Work required
Set out exactly every line of the entries below, starting at the line that holds "Target: clothing fabric" and stopping after the line that holds "pixel 487 305.".

━━━

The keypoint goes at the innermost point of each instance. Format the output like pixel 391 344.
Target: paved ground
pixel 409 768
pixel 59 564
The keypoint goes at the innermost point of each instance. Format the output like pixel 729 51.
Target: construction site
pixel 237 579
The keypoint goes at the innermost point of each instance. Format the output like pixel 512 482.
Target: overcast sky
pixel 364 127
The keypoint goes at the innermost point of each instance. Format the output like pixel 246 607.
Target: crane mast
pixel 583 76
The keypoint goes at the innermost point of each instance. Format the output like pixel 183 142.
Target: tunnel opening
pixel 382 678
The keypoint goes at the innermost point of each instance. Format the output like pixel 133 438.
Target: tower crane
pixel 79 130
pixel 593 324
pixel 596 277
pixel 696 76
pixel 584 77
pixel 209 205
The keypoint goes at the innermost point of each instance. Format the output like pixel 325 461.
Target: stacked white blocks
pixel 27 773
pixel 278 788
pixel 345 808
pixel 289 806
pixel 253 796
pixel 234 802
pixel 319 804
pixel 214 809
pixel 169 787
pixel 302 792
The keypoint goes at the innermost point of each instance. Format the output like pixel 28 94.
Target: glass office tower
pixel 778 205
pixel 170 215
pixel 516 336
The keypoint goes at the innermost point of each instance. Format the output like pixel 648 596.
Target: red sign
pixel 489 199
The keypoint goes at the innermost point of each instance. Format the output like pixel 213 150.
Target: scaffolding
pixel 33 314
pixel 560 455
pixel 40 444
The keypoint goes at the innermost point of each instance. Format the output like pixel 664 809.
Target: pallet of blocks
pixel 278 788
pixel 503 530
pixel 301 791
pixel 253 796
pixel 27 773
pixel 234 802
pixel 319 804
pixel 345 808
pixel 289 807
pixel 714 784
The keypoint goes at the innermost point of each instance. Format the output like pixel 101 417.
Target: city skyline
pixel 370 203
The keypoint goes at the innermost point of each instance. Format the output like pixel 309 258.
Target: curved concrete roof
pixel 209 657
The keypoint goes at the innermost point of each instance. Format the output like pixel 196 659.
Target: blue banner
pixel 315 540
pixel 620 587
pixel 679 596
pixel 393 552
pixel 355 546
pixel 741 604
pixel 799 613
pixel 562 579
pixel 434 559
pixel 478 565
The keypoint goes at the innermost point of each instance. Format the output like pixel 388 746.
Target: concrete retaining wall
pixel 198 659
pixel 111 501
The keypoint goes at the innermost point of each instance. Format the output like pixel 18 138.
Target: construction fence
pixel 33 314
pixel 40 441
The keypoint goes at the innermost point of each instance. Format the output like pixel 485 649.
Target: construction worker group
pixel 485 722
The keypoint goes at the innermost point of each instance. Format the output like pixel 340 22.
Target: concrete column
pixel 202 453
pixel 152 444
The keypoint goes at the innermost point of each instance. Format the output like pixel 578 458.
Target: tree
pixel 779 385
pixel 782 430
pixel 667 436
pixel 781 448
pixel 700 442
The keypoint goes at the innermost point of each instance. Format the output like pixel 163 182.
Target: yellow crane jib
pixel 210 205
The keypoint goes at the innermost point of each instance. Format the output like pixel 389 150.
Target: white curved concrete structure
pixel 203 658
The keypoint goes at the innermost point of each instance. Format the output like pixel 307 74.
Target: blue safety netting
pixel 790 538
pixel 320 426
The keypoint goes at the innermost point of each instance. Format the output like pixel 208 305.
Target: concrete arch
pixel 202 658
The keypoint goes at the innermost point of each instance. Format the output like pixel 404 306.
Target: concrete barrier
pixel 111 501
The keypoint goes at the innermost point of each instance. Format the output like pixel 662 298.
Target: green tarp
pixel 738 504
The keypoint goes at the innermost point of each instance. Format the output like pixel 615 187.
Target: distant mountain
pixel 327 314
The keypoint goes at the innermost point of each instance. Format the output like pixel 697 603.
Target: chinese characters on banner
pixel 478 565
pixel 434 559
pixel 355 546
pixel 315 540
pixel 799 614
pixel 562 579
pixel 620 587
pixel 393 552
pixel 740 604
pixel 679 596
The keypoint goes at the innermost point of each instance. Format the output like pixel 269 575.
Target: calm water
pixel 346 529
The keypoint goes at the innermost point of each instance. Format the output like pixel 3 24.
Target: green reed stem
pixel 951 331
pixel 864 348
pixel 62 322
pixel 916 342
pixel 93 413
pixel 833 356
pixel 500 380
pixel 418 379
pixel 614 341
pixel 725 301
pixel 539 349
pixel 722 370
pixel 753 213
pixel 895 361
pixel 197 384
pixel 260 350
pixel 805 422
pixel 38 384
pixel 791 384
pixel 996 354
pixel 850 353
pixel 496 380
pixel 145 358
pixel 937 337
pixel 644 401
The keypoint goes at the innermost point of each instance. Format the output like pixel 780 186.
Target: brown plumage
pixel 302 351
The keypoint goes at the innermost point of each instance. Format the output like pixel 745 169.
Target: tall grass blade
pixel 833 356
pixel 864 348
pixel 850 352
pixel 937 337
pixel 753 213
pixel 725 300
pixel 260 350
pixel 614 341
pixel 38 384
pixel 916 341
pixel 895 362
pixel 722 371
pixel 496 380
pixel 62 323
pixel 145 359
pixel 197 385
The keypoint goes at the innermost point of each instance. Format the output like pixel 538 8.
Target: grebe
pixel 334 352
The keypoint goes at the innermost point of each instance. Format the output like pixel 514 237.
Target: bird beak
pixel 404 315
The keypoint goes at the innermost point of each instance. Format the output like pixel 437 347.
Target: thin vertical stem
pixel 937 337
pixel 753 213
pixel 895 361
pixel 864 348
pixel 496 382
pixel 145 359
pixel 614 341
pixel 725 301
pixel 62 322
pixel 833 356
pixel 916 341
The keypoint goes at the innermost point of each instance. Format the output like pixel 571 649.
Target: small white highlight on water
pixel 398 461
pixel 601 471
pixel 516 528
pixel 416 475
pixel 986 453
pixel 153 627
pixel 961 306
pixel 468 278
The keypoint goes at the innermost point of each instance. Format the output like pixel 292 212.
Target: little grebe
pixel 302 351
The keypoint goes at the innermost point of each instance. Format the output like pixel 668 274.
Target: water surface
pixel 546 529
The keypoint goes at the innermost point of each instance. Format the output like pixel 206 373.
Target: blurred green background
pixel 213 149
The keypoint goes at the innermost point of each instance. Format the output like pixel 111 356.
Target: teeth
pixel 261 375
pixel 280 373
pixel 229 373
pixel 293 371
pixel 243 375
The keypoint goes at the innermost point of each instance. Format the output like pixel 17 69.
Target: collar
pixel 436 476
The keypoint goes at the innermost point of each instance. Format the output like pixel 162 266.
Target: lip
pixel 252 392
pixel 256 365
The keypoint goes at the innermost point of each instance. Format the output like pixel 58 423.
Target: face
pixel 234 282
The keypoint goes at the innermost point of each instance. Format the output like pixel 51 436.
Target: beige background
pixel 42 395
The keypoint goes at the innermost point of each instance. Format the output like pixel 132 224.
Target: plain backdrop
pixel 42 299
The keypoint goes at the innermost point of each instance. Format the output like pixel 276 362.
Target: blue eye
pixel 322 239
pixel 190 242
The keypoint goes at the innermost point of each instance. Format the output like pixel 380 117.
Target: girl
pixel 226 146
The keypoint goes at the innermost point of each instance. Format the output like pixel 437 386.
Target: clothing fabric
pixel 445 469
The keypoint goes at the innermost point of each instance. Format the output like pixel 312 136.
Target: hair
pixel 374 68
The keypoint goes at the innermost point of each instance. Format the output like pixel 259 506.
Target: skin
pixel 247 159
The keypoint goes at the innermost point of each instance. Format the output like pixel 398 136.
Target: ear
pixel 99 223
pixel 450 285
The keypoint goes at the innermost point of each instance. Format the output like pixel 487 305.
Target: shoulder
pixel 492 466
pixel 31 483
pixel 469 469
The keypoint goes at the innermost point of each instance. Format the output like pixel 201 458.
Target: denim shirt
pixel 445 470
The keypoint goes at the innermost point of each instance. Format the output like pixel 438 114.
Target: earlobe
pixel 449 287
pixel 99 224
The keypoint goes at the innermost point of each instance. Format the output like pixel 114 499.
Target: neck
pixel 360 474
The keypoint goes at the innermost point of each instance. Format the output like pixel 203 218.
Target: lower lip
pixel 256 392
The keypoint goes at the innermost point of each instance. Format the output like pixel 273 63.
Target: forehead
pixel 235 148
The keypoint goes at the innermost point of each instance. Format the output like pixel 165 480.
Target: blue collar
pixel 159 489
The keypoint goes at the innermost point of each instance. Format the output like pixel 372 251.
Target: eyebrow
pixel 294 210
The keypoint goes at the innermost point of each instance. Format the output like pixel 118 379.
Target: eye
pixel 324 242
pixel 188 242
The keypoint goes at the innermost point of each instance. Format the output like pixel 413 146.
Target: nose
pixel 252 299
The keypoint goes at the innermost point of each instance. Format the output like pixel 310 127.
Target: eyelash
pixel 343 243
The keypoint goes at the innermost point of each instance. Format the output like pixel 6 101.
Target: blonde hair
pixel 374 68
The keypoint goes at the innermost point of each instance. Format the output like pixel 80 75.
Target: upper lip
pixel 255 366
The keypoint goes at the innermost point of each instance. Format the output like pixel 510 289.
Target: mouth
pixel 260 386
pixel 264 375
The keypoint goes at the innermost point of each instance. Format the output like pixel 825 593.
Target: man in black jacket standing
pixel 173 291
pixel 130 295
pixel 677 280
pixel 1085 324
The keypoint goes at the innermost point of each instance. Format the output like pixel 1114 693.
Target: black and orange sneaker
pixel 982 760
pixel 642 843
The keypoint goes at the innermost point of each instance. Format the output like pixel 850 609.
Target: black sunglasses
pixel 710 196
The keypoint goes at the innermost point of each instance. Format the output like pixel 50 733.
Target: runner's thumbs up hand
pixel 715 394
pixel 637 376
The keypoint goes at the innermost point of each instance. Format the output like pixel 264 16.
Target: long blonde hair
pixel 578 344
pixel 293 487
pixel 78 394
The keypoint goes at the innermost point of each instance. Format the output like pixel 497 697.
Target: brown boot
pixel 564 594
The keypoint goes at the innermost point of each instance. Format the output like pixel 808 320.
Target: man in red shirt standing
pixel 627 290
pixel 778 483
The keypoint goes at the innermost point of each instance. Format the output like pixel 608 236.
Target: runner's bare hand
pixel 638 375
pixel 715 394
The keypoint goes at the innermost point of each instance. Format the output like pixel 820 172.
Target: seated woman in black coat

━━━

Solution to the exercise
Target: clothing fabric
pixel 445 469
The keypoint goes at the innermost point of each instance. Format the output like pixel 312 136.
Target: hair
pixel 374 68
The keypoint goes at the innermost point of each instance. Format the output like pixel 259 506.
Target: skin
pixel 247 159
The keypoint goes at the innermost point of each instance. Format the output like pixel 398 136.
Target: ear
pixel 99 223
pixel 450 285
The keypoint goes at the innermost point of each instance. Format the output like pixel 487 305.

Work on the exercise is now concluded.